Reproduce the stretch of the listing from its very beginning through the first line containing "[[393, 205]]", keeping every line identical and leaving out the pictures.

Excerpted data:
▼

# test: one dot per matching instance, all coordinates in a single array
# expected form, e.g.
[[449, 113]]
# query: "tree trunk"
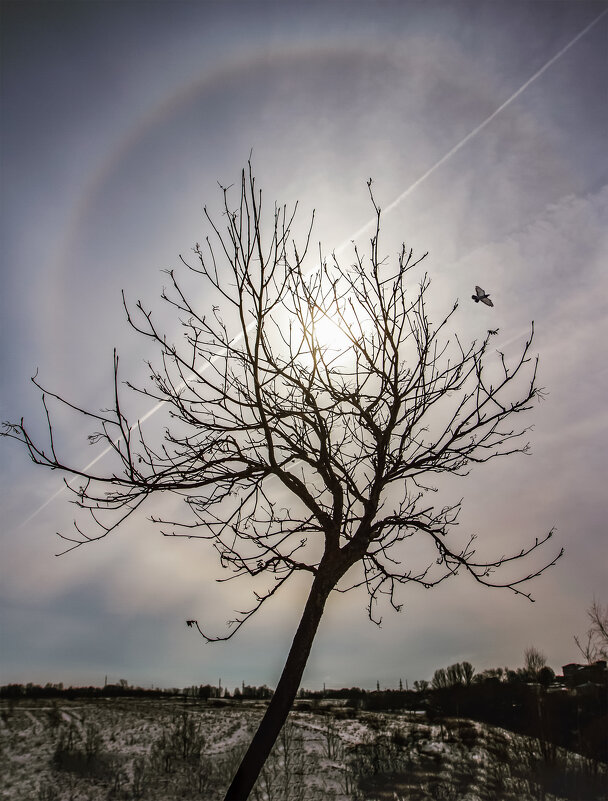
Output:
[[286, 690]]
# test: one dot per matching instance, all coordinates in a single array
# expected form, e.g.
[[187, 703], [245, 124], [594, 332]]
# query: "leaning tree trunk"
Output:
[[282, 700]]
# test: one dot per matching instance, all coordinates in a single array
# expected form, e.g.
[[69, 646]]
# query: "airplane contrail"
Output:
[[393, 205]]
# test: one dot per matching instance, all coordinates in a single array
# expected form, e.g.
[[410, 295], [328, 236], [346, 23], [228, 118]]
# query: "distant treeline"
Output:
[[569, 711]]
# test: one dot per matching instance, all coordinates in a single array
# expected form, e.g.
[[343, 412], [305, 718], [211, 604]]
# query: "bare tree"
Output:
[[296, 449], [596, 646]]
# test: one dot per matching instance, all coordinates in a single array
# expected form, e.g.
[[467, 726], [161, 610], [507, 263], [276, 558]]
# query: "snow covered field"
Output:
[[153, 749]]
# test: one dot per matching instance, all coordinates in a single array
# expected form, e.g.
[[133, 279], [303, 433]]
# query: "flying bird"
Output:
[[482, 296]]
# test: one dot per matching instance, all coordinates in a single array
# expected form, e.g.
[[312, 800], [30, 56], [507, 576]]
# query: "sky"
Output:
[[483, 125]]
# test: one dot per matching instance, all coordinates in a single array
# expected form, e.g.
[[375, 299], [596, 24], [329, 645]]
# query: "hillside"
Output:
[[166, 749]]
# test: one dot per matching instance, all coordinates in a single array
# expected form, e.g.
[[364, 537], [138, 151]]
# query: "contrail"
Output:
[[393, 205], [474, 132]]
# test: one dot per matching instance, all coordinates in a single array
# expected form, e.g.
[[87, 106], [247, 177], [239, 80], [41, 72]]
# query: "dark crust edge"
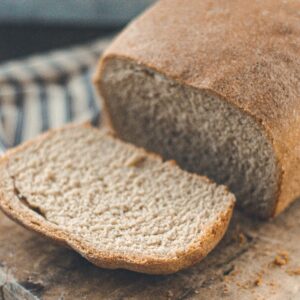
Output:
[[97, 79]]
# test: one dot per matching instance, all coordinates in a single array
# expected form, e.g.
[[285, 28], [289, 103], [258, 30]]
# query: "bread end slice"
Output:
[[70, 185]]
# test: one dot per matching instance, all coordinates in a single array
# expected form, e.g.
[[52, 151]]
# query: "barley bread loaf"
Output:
[[115, 204], [214, 85]]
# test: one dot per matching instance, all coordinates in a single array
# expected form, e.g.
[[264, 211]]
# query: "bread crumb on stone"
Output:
[[294, 272], [281, 259]]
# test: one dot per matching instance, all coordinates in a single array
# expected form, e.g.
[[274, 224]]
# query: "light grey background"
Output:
[[79, 12]]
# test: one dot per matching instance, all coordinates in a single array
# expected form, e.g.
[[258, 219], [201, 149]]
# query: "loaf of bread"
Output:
[[214, 85], [117, 205]]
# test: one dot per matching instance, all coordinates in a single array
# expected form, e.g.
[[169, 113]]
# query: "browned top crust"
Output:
[[247, 52]]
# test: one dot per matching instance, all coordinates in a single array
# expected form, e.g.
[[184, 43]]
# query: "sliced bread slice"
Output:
[[115, 204]]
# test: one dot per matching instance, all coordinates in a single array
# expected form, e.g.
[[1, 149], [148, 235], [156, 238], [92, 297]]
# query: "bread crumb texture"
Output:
[[113, 196]]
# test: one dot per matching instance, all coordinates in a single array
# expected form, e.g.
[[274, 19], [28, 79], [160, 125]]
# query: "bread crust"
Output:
[[245, 52], [13, 208]]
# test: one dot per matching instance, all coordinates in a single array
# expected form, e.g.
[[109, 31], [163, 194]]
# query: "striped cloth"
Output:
[[47, 91]]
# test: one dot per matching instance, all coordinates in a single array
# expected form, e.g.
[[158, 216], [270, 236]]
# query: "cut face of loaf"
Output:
[[117, 205], [214, 85], [202, 132]]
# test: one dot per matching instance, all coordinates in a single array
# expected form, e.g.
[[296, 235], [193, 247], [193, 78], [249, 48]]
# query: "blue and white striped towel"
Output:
[[47, 91]]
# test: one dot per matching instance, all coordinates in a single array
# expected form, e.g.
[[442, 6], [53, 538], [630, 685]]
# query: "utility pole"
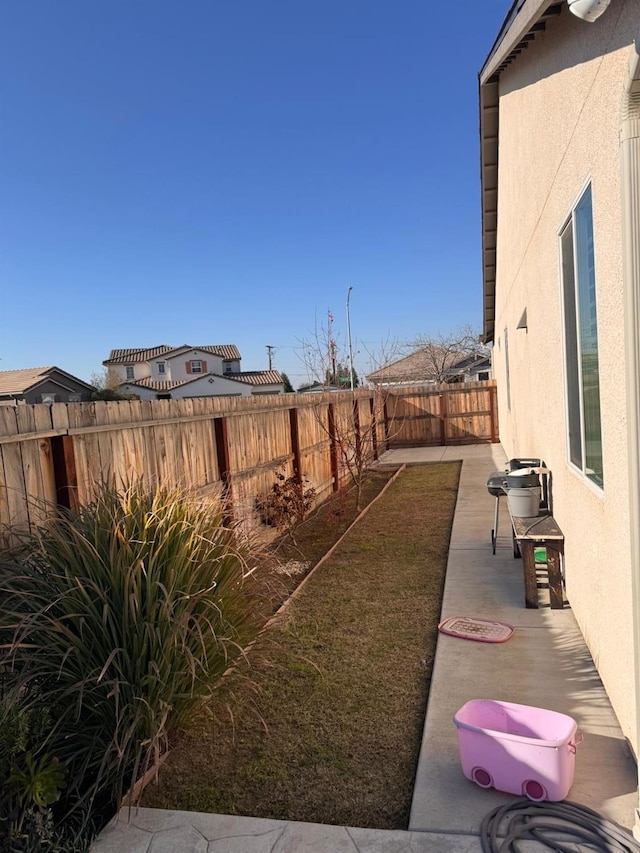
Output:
[[332, 349], [349, 338], [270, 350]]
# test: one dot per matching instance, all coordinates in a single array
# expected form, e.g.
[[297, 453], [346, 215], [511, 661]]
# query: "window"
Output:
[[581, 341]]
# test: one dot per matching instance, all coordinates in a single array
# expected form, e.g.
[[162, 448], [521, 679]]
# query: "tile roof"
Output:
[[420, 366], [258, 377], [250, 377], [134, 356], [120, 356], [19, 381], [416, 366], [158, 384]]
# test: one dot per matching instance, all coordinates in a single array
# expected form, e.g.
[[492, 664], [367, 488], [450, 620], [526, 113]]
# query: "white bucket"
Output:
[[524, 503]]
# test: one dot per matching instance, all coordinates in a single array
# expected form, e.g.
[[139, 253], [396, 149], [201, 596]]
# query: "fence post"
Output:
[[385, 414], [333, 445], [222, 452], [443, 417], [295, 443], [64, 472]]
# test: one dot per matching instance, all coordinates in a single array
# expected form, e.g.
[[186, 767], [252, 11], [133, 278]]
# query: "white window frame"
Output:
[[578, 283]]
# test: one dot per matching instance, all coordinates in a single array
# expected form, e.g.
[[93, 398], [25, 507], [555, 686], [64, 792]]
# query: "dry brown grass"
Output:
[[326, 718]]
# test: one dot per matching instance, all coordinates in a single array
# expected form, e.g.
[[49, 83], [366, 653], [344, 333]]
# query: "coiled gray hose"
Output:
[[556, 826]]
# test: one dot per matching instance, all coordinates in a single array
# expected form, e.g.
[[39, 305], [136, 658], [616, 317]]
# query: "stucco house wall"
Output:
[[559, 117]]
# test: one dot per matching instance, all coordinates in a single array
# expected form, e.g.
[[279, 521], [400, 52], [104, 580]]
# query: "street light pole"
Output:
[[349, 338]]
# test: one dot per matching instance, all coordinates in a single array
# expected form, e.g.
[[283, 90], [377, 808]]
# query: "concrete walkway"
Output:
[[545, 663]]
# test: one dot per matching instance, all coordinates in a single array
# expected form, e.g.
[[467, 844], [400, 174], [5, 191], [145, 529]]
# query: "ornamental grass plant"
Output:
[[121, 620]]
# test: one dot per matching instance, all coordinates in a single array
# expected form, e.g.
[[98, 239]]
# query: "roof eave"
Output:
[[524, 19]]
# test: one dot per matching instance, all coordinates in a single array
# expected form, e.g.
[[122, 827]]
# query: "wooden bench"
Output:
[[531, 533]]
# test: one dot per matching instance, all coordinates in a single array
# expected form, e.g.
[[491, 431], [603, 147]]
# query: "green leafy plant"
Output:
[[124, 617], [31, 780]]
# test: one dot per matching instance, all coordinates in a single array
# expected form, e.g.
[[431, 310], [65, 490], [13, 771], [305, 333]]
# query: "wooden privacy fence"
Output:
[[56, 454]]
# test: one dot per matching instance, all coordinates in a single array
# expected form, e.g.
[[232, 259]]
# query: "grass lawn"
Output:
[[323, 722]]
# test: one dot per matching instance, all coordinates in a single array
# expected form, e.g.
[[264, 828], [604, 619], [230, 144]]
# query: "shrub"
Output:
[[30, 779], [287, 502], [124, 617]]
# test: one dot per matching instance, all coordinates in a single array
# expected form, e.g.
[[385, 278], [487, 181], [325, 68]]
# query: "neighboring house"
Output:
[[319, 388], [166, 372], [560, 165], [42, 385], [426, 367]]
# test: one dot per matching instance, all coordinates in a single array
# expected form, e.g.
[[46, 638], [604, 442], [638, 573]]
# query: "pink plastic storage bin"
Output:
[[519, 749]]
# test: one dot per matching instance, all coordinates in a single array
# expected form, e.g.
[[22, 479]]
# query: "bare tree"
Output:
[[350, 418], [322, 354], [107, 385]]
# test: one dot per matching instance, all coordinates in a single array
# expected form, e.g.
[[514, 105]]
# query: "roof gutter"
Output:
[[630, 181]]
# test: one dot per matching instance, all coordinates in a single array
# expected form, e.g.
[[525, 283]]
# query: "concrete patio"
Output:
[[545, 663]]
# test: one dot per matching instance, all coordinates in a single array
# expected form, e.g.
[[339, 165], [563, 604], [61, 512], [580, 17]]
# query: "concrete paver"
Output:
[[545, 663]]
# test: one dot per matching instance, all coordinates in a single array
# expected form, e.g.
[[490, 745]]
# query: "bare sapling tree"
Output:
[[106, 383], [350, 418]]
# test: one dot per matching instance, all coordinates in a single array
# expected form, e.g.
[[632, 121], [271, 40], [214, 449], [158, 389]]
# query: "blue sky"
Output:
[[204, 172]]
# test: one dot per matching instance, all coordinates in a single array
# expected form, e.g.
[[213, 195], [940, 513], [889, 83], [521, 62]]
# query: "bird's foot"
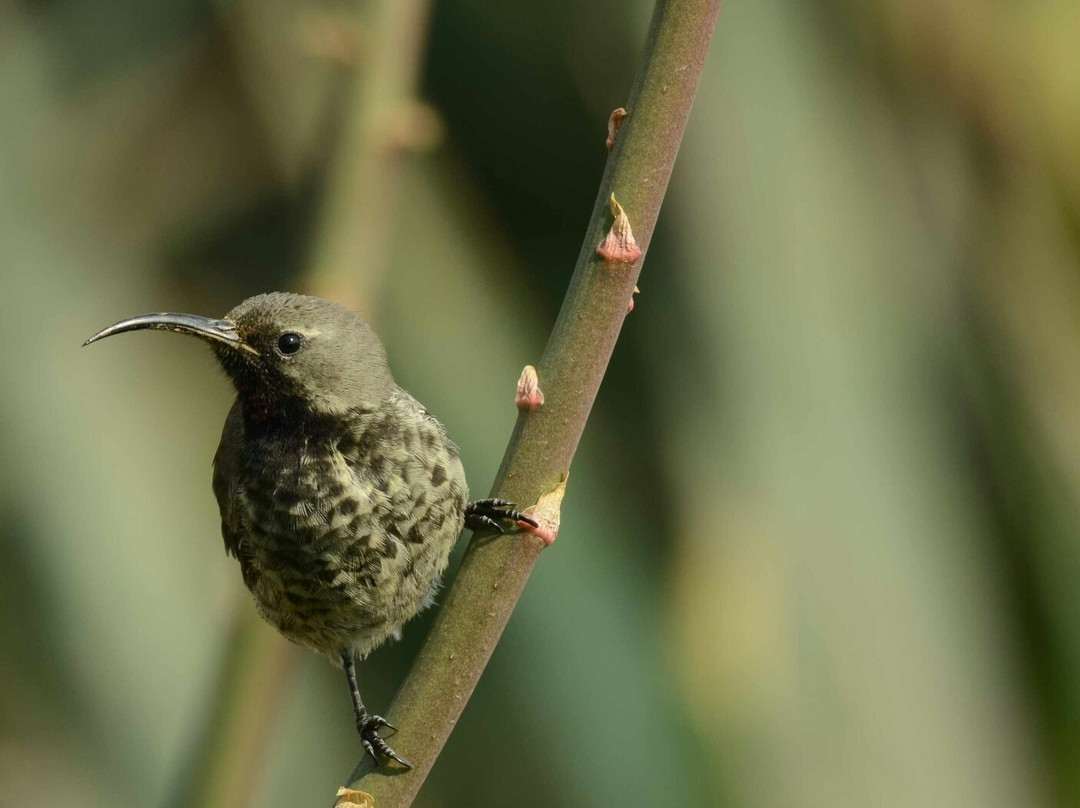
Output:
[[487, 513], [368, 727]]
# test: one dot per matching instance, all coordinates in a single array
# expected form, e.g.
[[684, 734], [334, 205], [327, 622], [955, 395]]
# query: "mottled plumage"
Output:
[[340, 496], [341, 525]]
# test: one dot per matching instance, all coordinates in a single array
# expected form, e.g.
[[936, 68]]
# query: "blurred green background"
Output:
[[822, 540]]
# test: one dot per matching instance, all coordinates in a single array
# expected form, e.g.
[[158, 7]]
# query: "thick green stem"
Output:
[[494, 570]]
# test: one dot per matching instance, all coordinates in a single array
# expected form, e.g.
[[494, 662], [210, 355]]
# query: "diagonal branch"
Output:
[[494, 570]]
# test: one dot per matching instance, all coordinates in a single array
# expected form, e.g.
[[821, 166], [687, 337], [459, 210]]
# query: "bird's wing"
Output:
[[226, 474]]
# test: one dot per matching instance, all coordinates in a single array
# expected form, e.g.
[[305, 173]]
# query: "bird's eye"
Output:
[[289, 342]]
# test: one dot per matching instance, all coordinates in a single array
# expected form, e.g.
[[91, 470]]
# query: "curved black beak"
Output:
[[216, 331]]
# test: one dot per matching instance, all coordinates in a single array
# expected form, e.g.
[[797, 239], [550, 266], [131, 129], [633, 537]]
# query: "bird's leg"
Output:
[[368, 725], [489, 512]]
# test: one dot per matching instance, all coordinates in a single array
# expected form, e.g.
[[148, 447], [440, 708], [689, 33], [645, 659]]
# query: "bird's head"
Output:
[[286, 353]]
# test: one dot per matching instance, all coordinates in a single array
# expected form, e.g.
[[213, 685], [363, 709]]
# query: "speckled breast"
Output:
[[347, 532]]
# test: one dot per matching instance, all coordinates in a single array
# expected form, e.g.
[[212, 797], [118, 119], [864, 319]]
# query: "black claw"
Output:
[[489, 512], [375, 744]]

▲

Output below:
# test: one dot per matching instance, all coordinates in a single array
# expected form, e.g.
[[449, 113]]
# query: "tree trunk"
Output:
[[286, 690]]
# test: one dot per matching instance, all coordinates in a single array
# expected form, e.g.
[[187, 703], [245, 124], [594, 332]]
# query: "leaning tree trunk"
Output:
[[282, 700]]
# test: one dot per matching instance, all coordinates in a single array
# expected form, e.g.
[[69, 646]]
# query: "airplane contrail"
Output:
[[393, 205]]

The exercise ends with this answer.